==== Provided data ====
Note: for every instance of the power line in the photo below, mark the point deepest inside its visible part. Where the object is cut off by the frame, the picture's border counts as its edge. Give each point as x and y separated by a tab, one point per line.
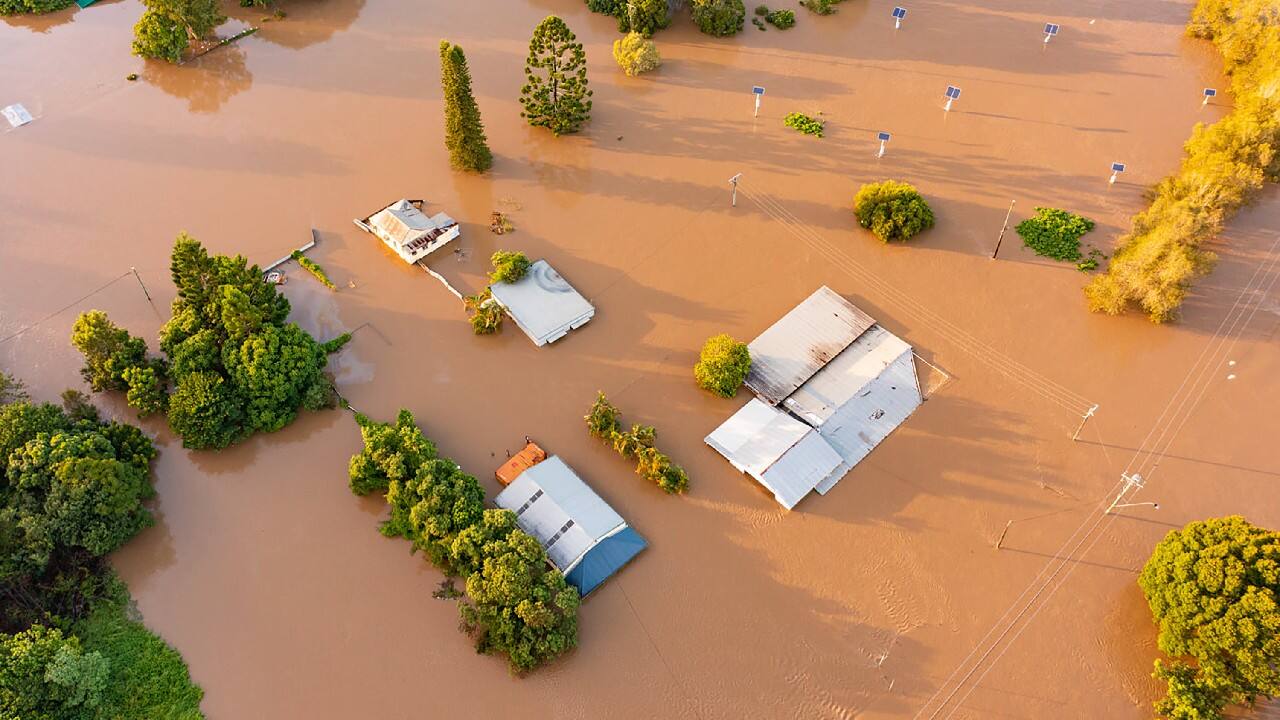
65	308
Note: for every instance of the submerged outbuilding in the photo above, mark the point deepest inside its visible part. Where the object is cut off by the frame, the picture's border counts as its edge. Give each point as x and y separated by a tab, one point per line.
585	538
543	304
831	384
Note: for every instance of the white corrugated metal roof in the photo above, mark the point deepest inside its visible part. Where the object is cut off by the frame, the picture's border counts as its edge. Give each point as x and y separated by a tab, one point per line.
785	455
543	304
801	342
845	377
560	510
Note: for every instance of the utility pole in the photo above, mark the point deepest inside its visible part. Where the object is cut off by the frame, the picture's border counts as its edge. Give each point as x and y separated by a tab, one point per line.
1130	482
1004	228
135	270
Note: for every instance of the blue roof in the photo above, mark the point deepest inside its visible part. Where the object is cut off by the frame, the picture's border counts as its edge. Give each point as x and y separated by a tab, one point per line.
604	559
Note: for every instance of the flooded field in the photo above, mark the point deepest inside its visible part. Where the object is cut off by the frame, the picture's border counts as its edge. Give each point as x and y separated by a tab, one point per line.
270	577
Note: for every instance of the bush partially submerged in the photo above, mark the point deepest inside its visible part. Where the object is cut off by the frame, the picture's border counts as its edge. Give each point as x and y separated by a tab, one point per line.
638	445
722	365
508	267
1225	167
720	18
1055	233
635	54
804	123
892	210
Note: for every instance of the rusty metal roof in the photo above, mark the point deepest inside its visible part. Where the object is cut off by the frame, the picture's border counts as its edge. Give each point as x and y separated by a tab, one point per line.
808	337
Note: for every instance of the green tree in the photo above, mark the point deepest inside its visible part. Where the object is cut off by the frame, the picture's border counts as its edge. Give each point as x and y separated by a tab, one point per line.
519	605
45	675
392	452
168	27
602	420
722	365
636	54
108	349
892	210
720	18
433	506
464	131
1214	589
508	267
644	17
554	95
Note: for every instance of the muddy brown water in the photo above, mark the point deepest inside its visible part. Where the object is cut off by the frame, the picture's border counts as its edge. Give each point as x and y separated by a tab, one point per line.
270	577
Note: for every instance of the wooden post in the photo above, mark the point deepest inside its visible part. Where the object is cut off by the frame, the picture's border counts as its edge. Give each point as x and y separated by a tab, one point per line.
1004	228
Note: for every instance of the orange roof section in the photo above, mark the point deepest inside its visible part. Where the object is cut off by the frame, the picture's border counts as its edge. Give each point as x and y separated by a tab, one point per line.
519	463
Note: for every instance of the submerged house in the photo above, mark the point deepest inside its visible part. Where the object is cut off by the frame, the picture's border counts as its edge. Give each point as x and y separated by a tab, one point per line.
406	229
543	304
830	386
585	540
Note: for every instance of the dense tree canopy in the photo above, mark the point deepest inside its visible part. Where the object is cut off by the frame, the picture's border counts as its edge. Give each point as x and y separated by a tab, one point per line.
516	602
1226	164
464	131
236	365
1214	588
892	210
722	365
554	95
519	606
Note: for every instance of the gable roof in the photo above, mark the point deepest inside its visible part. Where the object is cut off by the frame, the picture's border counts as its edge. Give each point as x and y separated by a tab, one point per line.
808	337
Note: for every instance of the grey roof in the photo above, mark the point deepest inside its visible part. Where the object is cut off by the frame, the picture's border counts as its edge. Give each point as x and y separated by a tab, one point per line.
808	337
560	510
543	304
782	454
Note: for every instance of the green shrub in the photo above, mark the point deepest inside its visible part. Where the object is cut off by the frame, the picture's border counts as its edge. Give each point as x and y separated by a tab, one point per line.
635	54
636	443
32	7
1226	164
781	19
821	7
314	268
722	365
644	17
1055	233
1214	589
720	18
508	267
804	123
892	210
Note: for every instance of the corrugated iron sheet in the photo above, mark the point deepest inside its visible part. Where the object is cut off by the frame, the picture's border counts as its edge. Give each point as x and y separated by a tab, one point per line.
808	337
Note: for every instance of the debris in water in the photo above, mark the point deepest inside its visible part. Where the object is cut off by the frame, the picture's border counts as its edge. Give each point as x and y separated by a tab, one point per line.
17	115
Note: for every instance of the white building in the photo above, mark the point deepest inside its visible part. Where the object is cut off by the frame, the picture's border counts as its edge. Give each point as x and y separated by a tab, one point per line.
830	386
405	228
543	304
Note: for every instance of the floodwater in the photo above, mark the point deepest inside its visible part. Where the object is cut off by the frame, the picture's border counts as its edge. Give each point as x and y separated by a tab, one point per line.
869	602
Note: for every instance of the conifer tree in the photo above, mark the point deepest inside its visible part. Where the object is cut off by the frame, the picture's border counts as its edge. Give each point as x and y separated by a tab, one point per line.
554	95
464	131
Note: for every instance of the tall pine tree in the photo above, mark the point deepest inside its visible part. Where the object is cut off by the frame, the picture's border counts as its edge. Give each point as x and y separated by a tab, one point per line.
554	95
464	131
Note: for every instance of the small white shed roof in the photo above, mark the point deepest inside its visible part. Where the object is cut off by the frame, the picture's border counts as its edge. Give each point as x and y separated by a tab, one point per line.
782	454
560	510
543	304
808	337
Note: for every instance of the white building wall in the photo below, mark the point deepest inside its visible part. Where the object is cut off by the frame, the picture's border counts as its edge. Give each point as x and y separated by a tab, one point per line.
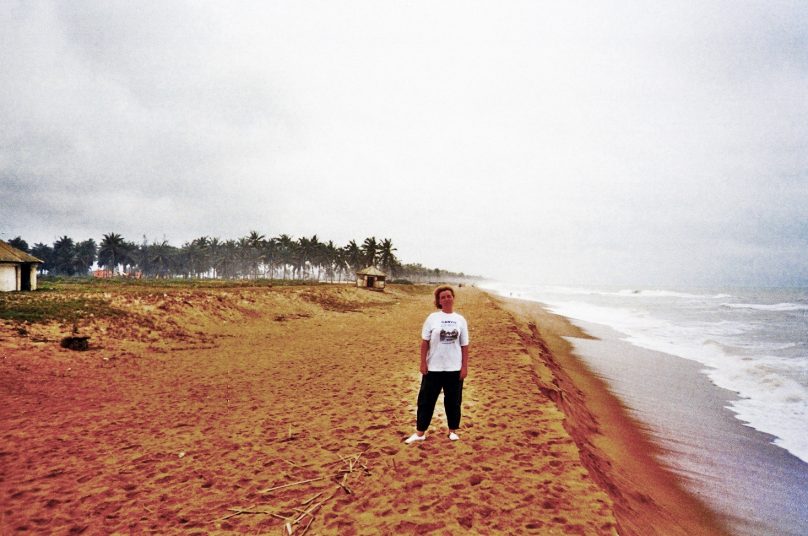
8	277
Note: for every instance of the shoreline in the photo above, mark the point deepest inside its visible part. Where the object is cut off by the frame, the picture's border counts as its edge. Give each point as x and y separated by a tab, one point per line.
189	412
648	498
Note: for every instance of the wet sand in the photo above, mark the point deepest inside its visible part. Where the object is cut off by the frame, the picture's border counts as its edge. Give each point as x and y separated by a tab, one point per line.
247	410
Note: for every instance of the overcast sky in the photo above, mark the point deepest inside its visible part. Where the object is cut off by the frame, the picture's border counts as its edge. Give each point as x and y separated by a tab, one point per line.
643	143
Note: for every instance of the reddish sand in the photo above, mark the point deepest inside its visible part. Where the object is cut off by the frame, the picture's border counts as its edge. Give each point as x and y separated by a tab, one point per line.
263	410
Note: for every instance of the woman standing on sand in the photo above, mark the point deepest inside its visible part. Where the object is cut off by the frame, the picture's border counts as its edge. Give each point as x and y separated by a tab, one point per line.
444	364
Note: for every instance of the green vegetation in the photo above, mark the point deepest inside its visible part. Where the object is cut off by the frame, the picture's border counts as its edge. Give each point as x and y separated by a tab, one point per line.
35	307
253	257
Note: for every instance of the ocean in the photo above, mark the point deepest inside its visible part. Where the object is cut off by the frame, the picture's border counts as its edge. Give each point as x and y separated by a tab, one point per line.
729	396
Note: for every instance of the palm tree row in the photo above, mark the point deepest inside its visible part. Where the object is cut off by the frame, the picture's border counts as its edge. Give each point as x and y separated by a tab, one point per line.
252	256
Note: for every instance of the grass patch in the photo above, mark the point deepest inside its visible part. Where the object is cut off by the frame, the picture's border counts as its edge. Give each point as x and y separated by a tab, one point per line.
34	307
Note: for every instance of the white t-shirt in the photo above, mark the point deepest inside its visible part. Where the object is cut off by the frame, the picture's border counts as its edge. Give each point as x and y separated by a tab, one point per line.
446	333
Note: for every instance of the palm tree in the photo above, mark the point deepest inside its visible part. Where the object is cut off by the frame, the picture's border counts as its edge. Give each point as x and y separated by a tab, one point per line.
113	251
19	243
387	258
64	256
354	256
162	257
285	247
85	256
254	251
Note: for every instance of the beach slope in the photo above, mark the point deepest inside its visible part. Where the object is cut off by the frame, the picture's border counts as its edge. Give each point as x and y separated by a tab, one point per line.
249	410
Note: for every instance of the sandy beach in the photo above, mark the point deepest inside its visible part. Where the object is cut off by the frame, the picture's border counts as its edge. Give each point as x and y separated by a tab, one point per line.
264	410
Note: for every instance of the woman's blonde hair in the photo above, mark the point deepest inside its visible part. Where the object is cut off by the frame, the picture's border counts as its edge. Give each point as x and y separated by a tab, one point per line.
437	294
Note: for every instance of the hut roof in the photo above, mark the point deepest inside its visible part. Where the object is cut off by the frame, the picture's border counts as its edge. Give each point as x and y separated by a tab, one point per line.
9	253
371	270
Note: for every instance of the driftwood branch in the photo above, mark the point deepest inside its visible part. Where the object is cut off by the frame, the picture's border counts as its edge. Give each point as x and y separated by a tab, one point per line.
292	484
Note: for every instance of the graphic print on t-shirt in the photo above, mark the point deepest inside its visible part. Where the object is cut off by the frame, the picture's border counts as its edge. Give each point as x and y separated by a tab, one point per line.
449	337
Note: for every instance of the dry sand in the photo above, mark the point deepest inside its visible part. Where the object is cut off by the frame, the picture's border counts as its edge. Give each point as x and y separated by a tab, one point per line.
244	410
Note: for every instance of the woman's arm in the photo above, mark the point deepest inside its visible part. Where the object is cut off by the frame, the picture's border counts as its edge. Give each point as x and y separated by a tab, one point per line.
424	352
464	367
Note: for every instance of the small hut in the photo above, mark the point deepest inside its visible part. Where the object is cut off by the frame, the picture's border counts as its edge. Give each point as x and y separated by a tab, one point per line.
371	277
17	269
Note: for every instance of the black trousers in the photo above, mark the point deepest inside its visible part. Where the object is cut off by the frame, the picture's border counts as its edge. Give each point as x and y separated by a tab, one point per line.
431	385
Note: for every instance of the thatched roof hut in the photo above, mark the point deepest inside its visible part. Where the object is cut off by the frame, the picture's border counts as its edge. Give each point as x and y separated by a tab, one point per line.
17	269
371	277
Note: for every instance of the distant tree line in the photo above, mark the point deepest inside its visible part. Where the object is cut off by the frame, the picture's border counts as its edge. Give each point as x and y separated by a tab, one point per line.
250	257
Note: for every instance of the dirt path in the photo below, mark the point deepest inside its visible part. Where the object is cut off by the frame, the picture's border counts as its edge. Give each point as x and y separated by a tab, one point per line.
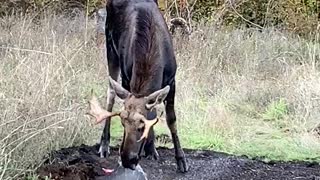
83	163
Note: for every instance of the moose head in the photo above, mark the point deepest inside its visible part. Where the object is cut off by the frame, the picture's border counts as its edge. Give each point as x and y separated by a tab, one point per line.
133	118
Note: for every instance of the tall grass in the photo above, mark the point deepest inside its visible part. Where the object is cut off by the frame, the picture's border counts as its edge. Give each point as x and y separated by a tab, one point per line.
240	91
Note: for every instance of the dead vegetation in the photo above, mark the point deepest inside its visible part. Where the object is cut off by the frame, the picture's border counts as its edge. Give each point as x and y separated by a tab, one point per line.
241	91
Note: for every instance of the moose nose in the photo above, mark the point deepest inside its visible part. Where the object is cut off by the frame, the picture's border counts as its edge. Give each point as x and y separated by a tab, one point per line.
130	160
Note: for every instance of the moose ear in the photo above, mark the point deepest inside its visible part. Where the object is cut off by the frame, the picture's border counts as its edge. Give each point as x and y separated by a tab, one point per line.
157	97
119	90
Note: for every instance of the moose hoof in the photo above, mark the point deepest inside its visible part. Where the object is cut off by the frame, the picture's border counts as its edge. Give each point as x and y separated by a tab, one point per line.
182	165
104	150
152	156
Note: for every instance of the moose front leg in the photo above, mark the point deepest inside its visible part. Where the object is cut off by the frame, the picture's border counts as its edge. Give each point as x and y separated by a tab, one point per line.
171	121
114	71
105	137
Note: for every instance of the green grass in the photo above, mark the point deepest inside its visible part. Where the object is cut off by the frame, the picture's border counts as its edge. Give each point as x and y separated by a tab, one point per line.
246	93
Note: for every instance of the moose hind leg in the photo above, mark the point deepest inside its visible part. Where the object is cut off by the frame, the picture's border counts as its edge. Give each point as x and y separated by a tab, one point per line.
171	122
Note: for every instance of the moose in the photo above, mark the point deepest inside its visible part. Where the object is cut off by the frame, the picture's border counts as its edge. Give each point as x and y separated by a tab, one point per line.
140	50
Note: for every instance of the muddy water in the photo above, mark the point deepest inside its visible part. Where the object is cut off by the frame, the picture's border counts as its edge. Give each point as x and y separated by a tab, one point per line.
82	162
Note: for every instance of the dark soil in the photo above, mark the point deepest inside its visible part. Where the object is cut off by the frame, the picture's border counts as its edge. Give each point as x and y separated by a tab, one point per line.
83	162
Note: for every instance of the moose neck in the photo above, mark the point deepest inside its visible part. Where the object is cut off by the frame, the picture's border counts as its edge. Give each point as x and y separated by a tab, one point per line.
147	69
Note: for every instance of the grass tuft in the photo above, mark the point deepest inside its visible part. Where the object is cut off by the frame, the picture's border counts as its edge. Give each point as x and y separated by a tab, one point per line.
243	91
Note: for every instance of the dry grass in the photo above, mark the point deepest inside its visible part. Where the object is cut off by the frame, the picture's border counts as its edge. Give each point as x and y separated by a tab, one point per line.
240	91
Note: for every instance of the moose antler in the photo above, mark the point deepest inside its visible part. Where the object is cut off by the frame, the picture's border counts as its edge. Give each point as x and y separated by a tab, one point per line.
99	113
147	125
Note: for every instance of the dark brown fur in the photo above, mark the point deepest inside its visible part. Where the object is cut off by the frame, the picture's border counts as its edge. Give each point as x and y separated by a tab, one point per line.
139	44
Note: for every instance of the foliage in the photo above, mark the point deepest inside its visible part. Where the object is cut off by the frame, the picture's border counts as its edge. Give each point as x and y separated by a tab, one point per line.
276	110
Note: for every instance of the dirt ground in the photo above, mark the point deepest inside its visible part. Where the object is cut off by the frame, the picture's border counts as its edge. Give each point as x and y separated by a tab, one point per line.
79	163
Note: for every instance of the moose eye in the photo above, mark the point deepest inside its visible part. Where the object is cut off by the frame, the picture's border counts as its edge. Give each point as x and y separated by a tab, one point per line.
140	129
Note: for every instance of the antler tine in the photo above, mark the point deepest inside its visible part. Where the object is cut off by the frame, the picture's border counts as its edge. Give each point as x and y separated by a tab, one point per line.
147	125
98	112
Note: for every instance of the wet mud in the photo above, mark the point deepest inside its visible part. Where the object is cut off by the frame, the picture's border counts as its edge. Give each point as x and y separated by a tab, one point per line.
83	163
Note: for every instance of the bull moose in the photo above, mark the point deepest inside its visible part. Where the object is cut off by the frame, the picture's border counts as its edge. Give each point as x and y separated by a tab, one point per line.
140	48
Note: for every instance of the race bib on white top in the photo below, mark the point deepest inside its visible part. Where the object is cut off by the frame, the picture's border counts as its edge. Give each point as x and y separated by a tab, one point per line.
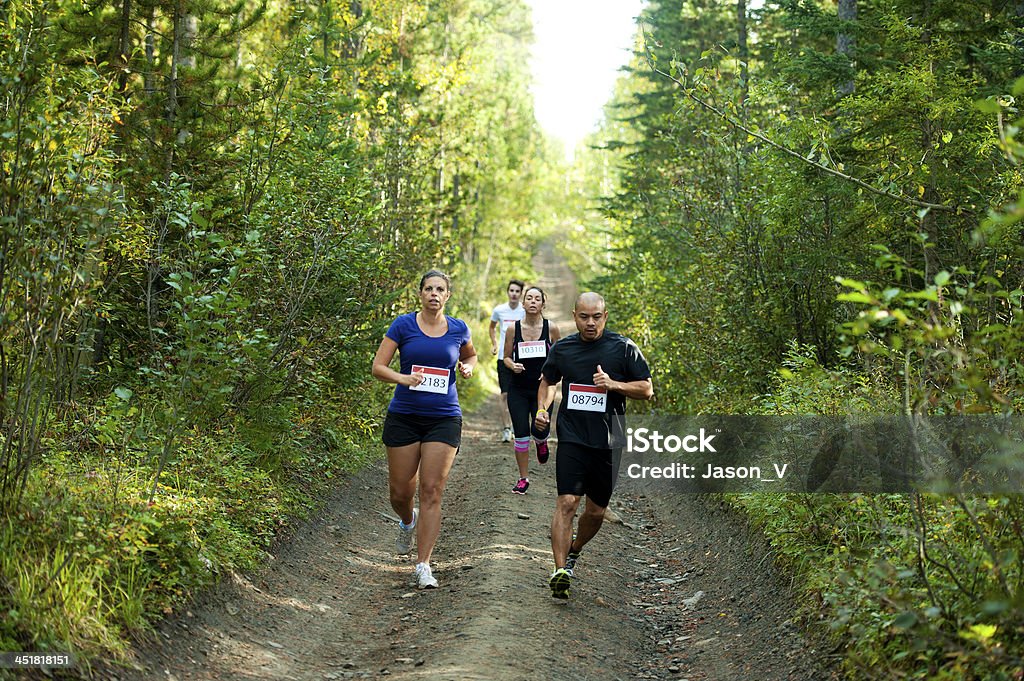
532	349
434	379
585	397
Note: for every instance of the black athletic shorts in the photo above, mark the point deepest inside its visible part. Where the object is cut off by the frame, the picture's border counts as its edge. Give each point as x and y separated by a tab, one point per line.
586	471
504	377
402	429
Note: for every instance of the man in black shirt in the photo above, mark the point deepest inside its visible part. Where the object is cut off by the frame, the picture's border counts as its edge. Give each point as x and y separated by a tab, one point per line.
598	371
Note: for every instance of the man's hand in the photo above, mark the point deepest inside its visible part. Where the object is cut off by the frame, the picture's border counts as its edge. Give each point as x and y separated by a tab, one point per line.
602	380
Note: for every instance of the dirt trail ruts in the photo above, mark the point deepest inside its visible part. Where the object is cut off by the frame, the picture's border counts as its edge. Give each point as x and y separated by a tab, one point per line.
336	602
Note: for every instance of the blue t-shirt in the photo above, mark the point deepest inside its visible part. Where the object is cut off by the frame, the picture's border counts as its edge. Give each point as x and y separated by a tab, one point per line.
415	347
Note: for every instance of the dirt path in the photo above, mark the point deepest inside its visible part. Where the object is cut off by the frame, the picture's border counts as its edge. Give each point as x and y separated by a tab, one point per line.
672	591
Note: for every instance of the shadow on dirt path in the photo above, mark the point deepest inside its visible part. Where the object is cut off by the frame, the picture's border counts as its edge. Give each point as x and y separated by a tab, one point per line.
670	590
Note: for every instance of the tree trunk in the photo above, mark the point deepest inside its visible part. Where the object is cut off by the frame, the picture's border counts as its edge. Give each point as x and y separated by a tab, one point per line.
742	50
845	43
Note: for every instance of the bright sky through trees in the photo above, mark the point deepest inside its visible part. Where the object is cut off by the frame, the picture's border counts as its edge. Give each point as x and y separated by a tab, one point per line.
580	46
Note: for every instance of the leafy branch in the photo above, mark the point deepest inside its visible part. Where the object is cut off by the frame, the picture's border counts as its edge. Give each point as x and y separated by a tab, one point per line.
785	150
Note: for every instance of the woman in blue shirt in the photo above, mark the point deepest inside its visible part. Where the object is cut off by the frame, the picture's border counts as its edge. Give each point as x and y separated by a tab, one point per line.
423	427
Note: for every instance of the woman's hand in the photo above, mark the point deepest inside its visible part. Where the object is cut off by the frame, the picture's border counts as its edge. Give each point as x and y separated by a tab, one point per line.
411	380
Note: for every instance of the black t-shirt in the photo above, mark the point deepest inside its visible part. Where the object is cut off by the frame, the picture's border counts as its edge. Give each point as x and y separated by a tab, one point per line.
574	360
====
• _Prompt_
Transcribe only the trailing portion of the entries above: the line that contains "Note: for every instance of the tree" and each line after it.

• _Response area_
Note: for every instance of the tree trunk in the photo above, mark the point deepest inside its visible part. Where the object is cut off by the frame, the picture's border counts as its edge. Give each point as x and y separated by a tab, one point per line.
742	50
845	43
Note: for every instance of the bright sky through trees in the photo above, mark the point deepest inside its visible part. Where the object is cut off by the frame, the picture's border counts as its edge. Give each point as x and y separated by a tab, one point per line.
580	46
Note: for every instance of the leafy branch in the photo above, mark the point deepest inside its visible part. Where the object is cut off by the frame, the picture's border counts as its edge. Give each point as x and y separated by a tab, one point per line.
785	150
Note: for every instance of the woman in blue shirt in the photo above, mark the point deepest inside its visible part. Where the object is cut off by the frame, the picture's border counts as its edge. Give each point as x and y separated by a tab, one point per line.
423	427
Note: for every instance of the woman's hand in the photo above, mark the point deepest inside its visible part. Where the object is cut off by the frame, the picture's border counts as its edge. Give each point as x and y separated by a tab, one point per line.
411	380
Note: for every instance of the black t-shirt in the photo above, mark the point deepest inside its visible part. Where the object is cut off by the frame, the picture's border counts as its edge. Give each point as x and y separated by a tab, one point per line.
574	360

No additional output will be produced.